---- Task data
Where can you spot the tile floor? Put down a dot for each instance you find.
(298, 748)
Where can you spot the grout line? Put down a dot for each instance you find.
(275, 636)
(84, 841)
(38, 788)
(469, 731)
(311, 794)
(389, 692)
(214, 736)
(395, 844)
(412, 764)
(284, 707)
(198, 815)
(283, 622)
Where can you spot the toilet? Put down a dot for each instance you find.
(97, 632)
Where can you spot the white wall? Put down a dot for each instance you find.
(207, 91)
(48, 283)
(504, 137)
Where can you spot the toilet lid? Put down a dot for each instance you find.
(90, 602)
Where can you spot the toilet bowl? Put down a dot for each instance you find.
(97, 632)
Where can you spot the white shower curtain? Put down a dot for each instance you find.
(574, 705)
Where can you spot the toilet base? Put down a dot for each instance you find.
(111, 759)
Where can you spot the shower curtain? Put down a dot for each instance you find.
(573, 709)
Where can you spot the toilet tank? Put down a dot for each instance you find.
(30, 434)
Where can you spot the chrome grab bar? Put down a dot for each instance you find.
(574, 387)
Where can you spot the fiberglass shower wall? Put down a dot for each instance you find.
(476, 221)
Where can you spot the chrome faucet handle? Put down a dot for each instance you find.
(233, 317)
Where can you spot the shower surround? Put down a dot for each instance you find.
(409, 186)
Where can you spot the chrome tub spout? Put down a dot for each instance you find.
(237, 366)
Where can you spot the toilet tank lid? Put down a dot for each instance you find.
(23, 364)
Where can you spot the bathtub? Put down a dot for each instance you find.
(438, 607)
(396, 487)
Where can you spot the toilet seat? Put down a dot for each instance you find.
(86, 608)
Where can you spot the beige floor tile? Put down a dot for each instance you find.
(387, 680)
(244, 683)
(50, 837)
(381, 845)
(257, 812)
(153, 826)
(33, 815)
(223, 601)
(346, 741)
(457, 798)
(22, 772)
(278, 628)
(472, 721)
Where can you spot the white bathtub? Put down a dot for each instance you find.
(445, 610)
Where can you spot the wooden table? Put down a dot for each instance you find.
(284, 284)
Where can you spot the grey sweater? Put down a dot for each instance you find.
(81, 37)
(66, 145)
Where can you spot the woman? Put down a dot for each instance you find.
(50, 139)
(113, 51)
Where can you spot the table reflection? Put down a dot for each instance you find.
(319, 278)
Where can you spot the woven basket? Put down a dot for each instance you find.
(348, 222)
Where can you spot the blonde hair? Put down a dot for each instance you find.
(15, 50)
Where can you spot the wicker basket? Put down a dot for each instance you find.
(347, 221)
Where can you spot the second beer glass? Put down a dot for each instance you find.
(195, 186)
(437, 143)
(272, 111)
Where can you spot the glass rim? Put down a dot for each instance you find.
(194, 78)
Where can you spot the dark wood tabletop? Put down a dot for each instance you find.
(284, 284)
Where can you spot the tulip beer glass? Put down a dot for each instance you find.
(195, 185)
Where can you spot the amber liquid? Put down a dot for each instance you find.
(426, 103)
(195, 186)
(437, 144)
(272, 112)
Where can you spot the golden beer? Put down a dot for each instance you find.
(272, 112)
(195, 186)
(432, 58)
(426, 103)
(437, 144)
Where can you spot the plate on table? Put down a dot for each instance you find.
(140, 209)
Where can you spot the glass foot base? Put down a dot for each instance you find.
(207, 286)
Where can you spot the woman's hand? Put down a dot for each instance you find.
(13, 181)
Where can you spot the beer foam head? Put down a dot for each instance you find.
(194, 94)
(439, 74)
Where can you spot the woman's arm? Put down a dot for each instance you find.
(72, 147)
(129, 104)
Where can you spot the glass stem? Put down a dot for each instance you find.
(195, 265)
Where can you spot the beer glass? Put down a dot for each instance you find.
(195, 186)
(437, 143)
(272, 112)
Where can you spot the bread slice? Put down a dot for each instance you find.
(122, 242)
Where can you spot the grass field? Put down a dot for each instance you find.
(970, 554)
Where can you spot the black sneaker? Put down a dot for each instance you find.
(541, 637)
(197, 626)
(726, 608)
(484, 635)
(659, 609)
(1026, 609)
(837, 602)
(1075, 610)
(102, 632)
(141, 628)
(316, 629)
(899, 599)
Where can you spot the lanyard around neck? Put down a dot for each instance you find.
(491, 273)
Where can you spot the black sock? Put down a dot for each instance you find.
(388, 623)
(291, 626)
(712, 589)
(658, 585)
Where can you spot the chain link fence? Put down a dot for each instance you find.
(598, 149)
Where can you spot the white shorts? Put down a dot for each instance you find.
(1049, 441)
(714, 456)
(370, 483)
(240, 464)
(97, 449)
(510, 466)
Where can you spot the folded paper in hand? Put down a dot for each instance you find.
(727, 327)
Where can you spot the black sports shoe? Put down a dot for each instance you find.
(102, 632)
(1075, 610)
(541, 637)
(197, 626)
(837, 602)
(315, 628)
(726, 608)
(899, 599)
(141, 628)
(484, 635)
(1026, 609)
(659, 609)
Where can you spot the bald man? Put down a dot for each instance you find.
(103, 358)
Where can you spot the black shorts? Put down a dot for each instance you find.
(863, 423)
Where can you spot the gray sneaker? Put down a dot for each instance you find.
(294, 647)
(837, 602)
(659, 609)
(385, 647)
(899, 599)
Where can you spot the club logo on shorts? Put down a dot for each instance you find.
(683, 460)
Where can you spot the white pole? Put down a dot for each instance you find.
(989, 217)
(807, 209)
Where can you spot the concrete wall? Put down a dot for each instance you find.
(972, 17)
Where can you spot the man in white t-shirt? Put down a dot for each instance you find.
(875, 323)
--------
=== Short exercise ===
Transcribe the material above word for word.

=== Complete answer ===
Where can you spot the tile floor? Put down a dot for each instance you find.
(298, 748)
Where can you spot the grout line? Put down a dot for each instance you find.
(275, 636)
(84, 841)
(38, 788)
(469, 731)
(311, 794)
(389, 692)
(214, 736)
(395, 844)
(412, 764)
(284, 707)
(198, 815)
(283, 622)
Where can you spot the toilet? Put down a dot for each instance you find.
(97, 632)
Where can you spot the white wall? Put down a dot for each instance you find.
(207, 91)
(48, 283)
(504, 137)
Where can you spot the toilet lid? Put down a dot for each instance you find.
(90, 602)
Where can you spot the toilet bowl? Put down a dot for each instance you find.
(97, 632)
Where can you spot the white shower curtain? Put down a dot for each instance you find.
(574, 705)
Where can you spot the toilet base? Put down a dot for each instance you find.
(111, 759)
Where can you spot the shower curtain? Put down a dot for each instance you find.
(573, 709)
Where can you spot the toilet tank? Put down a dot for each instance you find.
(30, 434)
Where can you spot the chrome grab bar? Put down a dot for each instance you find.
(574, 387)
Where can you spot the fiberglass shower wall? Put down a dot for each instance you find.
(476, 221)
Where can you spot the chrome faucet handle? Put down a dot for each instance you find.
(233, 317)
Where can you spot the shower surround? Put down a dot for each instance you find.
(409, 186)
Where can you spot the chrome tub spout? Put down a dot for each instance you find.
(237, 366)
Where can you spot the toilet tank lid? Put down a dot for each instance you find.
(23, 364)
Where can you spot the bathtub? Put down a dot for each instance you find.
(438, 607)
(396, 487)
Where can you spot the toilet seat? Put down a dot for each instance you find.
(86, 608)
Where can you spot the beige floor tile? Put down a dot for each instance you find.
(387, 680)
(244, 683)
(50, 837)
(381, 845)
(257, 812)
(153, 826)
(33, 815)
(223, 601)
(346, 741)
(457, 798)
(22, 772)
(278, 628)
(472, 721)
Where can you spot the white bathtub? Put down a dot for each instance you find.
(445, 610)
Where can you spot the wooden table? Put down a dot for each instance you find.
(284, 284)
Where can you spot the grey sweater? Put down a dot for each instance you find.
(81, 37)
(66, 145)
Where can you spot the woman? Put down a dot for each instance you find.
(50, 139)
(113, 51)
Where can you spot the table reflection? Put down a dot for each instance you find.
(319, 278)
Where can you spot the woven basket? Put down a dot for each instance you find.
(348, 222)
Where can you spot the blonde hair? Put down a dot for each instance you find.
(15, 50)
Where can you spot the wicker basket? Put down a dot for each instance you find.
(347, 221)
Where can you spot the second beer glass? Put down a dot for each instance you find.
(195, 186)
(437, 143)
(272, 111)
Where can you spot the glass rim? Put down a dot for each instance you find.
(194, 78)
Where can you spot the dark wood tabletop? Put down a dot for each instance you find.
(284, 284)
Where can you spot the tulip beer glass? Put down a dot for each instance you find.
(195, 185)
Where can you spot the amber liquid? Put down a dot for each instance you find.
(426, 103)
(195, 186)
(437, 144)
(272, 112)
Where can you spot the golden beer? Put down a dot for each instance you find.
(272, 112)
(195, 186)
(432, 58)
(426, 103)
(437, 144)
Where can you spot the plate on table? Put down a dot for each instance you find.
(140, 209)
Where can you spot the glass foot base? Put down a dot for each instance you find.
(207, 286)
Where can you spot the woman's hand? Put down a dot for each instance you find.
(13, 181)
Where can you spot the beer foam head? Put down a dot for each instance you find.
(194, 94)
(439, 74)
Where can you spot the woman's arm? Put down a dot for each instance you find.
(72, 147)
(129, 104)
Where can you spot the glass stem? Put down a dot for each instance you find.
(195, 265)
Where can you spot the beer glass? Put down a dot for each instance you find.
(195, 186)
(437, 143)
(272, 112)
Where can you spot the bread slice? Put down a dot for each instance you find.
(122, 242)
Where can you spot the grass field? Put down a dot for each instance you find.
(970, 554)
Where can you spot the black sneaker? Put down a dot for each instance you find.
(541, 637)
(197, 626)
(726, 608)
(484, 635)
(659, 609)
(1026, 609)
(837, 602)
(1075, 610)
(102, 632)
(141, 628)
(316, 629)
(899, 599)
Where can you spot the lanyard around neck? Put down a dot for each instance you find.
(491, 273)
Where can you spot the black sock? Put down a dot for each instance you find.
(388, 623)
(291, 626)
(712, 589)
(658, 585)
Where can you spot the chain link fence? Put down a dot for each instance you find.
(598, 149)
Where can you spot the white shorts? Put down a dot for each instance you find.
(1049, 441)
(714, 456)
(370, 483)
(240, 464)
(97, 449)
(510, 466)
Where can you spot the folded paper in hand? Put down a dot for each instance you find.
(727, 327)
Where can you spot the black sports shoe? Put down a dot for each instance you find.
(102, 632)
(1075, 610)
(541, 637)
(197, 626)
(837, 602)
(315, 628)
(726, 608)
(899, 599)
(141, 628)
(484, 635)
(1026, 609)
(659, 609)
Where can you spot the bald man? Put down a dot for each instance you find.
(103, 358)
Where can you spot the black shorts? Put down a dot for each instance you find.
(863, 423)
Where can you spot the gray sneaker? Put down a dot for each instance you find.
(294, 647)
(837, 602)
(659, 609)
(385, 647)
(899, 599)
Where can you spot the club logo on shorts? Put down a dot for each instance you find.
(683, 460)
Where can you spot the white pole? Put down a dot for each instance you find.
(989, 217)
(807, 209)
Where can you spot the concrete wall? Put down a dot for each instance you find.
(972, 17)
Where can you spot the man in white t-shirt? Put down a dot for each instance you find.
(875, 323)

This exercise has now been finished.